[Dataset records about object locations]
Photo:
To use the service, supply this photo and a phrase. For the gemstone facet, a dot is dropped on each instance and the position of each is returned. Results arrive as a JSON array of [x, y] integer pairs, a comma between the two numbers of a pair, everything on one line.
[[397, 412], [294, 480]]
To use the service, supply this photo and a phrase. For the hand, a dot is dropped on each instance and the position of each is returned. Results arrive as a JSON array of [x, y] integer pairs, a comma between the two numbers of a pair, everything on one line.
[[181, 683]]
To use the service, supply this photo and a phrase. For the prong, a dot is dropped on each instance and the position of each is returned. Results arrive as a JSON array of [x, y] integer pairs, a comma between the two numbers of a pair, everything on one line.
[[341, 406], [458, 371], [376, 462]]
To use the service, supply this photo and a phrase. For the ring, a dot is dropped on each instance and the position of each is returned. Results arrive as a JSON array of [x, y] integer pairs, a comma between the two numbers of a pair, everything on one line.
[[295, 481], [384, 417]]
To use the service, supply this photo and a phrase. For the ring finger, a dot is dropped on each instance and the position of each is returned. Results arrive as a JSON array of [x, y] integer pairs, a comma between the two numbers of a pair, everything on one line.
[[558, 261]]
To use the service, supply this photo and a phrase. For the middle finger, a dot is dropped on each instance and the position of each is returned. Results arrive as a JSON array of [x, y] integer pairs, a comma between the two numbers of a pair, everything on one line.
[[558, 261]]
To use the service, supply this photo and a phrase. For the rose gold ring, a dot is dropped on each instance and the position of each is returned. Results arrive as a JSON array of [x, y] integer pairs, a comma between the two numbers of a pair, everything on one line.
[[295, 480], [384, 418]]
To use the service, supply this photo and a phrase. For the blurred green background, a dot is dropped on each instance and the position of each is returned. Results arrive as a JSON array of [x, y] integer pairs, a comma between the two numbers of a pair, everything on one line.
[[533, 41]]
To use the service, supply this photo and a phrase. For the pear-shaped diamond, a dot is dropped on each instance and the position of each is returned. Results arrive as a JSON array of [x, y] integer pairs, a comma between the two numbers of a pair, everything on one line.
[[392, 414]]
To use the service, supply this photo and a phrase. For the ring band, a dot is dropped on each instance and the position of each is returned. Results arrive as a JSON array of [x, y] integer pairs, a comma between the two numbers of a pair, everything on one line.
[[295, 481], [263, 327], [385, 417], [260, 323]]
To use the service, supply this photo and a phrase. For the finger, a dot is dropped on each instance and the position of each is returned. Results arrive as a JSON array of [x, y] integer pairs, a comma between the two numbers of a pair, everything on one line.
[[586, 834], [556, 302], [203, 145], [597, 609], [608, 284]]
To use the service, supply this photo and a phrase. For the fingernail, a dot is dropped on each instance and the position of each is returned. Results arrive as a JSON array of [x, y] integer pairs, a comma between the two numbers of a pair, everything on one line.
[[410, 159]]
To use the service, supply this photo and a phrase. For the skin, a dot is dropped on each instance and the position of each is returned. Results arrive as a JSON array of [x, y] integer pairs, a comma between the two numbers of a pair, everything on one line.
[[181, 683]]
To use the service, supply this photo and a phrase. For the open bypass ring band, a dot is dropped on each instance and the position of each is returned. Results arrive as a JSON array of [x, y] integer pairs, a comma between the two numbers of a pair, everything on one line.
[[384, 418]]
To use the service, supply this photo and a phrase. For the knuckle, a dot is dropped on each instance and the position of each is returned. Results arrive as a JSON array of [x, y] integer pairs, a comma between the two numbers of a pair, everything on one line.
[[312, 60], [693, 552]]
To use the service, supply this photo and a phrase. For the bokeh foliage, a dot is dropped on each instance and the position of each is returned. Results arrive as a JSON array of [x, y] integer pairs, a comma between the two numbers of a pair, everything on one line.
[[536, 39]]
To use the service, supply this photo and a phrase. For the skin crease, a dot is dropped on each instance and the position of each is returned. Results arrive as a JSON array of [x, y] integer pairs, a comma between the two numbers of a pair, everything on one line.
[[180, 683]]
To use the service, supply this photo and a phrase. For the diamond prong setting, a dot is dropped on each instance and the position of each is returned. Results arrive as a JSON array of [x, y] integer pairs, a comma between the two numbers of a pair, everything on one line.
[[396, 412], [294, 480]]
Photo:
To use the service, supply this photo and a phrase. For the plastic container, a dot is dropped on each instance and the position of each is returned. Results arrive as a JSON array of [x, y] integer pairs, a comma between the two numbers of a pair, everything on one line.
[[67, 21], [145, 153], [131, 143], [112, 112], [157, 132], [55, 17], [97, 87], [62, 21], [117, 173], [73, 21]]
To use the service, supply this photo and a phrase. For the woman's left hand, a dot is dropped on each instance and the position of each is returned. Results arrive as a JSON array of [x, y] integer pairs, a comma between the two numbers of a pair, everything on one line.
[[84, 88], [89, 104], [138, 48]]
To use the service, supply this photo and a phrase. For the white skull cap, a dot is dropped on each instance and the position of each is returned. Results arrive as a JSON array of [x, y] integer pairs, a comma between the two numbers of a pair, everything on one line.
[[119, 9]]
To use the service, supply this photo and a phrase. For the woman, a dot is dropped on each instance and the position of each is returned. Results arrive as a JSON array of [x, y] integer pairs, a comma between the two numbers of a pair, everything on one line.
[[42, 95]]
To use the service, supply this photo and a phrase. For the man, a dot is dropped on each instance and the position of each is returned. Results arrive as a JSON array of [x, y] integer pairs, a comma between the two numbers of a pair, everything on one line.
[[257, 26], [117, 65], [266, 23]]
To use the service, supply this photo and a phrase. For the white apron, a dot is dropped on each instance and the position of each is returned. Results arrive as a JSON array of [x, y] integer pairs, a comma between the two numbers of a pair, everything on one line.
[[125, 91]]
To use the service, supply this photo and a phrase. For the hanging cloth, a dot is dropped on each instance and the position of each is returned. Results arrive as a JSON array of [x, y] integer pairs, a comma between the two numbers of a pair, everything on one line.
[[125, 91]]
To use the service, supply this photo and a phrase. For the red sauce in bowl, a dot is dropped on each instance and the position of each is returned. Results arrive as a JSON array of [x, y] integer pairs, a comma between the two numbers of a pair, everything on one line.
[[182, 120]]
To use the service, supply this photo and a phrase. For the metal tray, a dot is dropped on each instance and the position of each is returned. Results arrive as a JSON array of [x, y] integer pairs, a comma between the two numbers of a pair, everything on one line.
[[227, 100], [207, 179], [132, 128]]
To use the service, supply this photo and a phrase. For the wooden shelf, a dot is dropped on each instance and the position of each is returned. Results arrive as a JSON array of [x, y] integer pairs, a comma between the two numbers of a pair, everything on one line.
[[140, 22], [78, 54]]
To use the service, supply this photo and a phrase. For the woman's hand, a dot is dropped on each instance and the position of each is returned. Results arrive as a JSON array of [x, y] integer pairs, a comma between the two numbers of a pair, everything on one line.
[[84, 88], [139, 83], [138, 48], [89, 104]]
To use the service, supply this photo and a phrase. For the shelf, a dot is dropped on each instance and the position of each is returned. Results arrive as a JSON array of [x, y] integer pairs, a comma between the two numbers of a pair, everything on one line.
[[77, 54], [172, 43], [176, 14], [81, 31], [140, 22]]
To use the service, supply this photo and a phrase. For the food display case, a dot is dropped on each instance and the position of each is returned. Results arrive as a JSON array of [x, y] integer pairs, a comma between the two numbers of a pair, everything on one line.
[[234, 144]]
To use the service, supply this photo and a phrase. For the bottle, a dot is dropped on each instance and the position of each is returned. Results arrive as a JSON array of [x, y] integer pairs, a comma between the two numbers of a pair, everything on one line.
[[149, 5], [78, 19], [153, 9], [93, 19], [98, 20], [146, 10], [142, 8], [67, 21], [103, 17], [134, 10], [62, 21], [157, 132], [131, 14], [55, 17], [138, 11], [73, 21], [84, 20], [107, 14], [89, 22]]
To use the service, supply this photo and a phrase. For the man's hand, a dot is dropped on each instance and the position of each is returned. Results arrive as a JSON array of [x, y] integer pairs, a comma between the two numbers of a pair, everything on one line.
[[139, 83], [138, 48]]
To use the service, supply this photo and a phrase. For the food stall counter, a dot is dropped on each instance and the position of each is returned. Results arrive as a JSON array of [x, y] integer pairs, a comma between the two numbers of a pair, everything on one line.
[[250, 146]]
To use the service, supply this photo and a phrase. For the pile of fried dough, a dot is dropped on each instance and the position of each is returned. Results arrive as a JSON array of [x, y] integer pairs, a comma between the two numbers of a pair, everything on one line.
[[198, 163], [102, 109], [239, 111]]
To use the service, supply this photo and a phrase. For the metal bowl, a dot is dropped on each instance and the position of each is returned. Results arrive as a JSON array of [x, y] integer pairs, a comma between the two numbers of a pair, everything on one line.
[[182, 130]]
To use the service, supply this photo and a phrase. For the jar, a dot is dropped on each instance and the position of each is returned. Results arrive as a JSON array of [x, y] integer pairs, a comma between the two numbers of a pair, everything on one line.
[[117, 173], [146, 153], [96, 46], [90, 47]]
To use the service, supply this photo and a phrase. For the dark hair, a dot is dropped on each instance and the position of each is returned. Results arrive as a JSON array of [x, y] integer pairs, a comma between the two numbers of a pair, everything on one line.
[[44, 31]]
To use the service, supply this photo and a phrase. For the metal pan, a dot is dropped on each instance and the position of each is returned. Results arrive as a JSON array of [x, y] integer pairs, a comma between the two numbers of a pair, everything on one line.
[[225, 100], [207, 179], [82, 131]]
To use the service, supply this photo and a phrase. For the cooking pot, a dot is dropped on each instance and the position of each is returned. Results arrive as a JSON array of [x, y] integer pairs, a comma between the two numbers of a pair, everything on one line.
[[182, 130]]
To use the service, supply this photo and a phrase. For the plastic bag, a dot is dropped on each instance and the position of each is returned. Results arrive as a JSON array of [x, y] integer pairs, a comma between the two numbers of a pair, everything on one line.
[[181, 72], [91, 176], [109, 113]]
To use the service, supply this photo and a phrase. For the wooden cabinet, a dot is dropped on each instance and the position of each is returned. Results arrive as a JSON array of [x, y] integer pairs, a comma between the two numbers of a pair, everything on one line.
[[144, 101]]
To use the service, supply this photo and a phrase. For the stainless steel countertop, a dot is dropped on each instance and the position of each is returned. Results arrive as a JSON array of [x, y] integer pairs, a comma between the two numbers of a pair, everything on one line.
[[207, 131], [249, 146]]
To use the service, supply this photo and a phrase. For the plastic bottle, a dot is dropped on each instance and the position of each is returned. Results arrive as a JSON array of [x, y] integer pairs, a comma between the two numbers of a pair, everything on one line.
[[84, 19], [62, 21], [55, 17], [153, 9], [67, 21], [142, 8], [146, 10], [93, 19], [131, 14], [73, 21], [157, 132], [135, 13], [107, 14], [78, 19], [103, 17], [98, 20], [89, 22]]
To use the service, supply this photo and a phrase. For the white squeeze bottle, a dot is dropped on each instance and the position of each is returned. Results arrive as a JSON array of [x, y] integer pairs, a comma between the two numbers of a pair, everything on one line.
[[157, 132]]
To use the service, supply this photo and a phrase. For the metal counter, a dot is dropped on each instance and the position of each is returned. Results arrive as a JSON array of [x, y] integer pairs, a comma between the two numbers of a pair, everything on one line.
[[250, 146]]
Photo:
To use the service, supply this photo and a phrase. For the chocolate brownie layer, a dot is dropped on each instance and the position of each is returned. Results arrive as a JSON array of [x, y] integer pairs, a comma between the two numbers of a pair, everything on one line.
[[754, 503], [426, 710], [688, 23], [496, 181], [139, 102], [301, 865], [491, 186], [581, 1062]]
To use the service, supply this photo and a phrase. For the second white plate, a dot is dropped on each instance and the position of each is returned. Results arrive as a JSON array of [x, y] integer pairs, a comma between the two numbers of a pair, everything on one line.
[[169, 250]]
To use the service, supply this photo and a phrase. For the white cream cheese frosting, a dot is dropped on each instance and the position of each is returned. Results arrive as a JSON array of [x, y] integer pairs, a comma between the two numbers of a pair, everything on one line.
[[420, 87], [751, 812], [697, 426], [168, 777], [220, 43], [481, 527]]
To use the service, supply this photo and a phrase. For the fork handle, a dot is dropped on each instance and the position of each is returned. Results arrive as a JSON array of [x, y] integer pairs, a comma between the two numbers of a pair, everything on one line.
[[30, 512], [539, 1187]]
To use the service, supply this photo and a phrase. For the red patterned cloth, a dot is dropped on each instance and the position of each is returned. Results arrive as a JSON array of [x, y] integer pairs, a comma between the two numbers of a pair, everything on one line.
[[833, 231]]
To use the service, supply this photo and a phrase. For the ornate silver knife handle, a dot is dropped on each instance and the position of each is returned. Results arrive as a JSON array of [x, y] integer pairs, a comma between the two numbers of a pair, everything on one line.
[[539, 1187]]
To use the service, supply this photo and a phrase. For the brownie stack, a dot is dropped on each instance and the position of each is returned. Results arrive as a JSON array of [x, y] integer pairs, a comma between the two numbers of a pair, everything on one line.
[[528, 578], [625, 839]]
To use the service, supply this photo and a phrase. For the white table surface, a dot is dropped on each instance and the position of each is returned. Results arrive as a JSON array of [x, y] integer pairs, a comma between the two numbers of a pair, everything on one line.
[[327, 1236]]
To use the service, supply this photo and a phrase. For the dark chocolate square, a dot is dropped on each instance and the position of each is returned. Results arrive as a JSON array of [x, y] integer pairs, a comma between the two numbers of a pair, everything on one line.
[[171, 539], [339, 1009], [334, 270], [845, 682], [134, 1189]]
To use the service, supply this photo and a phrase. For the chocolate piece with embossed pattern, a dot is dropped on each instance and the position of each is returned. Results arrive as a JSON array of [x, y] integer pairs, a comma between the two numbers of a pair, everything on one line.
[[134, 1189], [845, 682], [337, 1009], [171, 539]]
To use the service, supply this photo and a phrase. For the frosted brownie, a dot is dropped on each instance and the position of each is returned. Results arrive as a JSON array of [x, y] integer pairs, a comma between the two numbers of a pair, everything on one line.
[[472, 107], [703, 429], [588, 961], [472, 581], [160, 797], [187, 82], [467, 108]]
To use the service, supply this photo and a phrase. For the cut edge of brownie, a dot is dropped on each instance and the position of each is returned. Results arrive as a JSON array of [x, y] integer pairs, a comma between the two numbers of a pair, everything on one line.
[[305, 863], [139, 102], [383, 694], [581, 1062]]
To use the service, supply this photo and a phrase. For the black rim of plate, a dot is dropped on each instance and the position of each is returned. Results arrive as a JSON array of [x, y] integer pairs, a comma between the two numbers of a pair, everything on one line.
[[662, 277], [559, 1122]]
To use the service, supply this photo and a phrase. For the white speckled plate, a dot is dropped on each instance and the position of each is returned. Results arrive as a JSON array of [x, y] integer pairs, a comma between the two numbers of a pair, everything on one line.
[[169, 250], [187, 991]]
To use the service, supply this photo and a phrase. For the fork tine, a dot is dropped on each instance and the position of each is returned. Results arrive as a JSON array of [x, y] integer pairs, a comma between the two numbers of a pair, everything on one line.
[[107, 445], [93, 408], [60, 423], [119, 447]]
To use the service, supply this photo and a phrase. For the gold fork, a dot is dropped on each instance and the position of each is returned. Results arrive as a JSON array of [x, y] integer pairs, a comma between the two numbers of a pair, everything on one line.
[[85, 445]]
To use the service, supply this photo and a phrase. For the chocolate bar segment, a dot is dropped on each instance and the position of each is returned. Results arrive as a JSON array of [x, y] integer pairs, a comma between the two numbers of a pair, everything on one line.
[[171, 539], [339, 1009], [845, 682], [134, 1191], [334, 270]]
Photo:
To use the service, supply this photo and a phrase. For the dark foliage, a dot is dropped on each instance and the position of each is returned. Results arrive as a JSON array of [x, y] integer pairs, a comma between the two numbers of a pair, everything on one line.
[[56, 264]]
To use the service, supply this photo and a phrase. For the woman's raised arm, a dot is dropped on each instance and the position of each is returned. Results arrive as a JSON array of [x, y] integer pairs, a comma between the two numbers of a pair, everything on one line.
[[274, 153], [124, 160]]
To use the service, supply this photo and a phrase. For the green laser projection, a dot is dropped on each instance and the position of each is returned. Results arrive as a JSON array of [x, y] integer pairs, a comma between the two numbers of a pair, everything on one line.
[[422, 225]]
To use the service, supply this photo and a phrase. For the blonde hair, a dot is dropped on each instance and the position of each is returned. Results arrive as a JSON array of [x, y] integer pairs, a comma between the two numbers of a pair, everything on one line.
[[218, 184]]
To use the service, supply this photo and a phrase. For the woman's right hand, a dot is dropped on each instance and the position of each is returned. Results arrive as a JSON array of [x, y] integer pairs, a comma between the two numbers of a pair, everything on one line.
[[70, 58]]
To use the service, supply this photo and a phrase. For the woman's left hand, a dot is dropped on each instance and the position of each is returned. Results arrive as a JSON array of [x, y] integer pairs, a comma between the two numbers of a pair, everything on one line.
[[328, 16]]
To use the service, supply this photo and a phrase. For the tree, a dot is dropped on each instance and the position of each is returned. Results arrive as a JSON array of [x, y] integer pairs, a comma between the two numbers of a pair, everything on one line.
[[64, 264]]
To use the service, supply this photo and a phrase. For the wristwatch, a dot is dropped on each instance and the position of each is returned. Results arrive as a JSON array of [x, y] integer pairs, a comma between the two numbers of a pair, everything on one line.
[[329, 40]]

WHAT THE TASK REQUIRES. From the line holding "the tree, a" to the last line of the records, quote each line exactly and add nothing.

OUTPUT BELOW.
To use the service, supply this photo and a phrase. For the tree, a dot is dropped on each instance and the position of each is returned. Results arrive as a JSON array of [x, y] integer pairs, a comma between the two numbers of a pair, everything on one line.
[[64, 264]]
To use the service, supply this photo and a phrase. For the wristwatch, a dot is dropped on each instance and the position of each is returned. Results arrive as a JSON array of [x, y] integer pairs, a comma between the two numbers of a pair, everything on one line.
[[329, 40]]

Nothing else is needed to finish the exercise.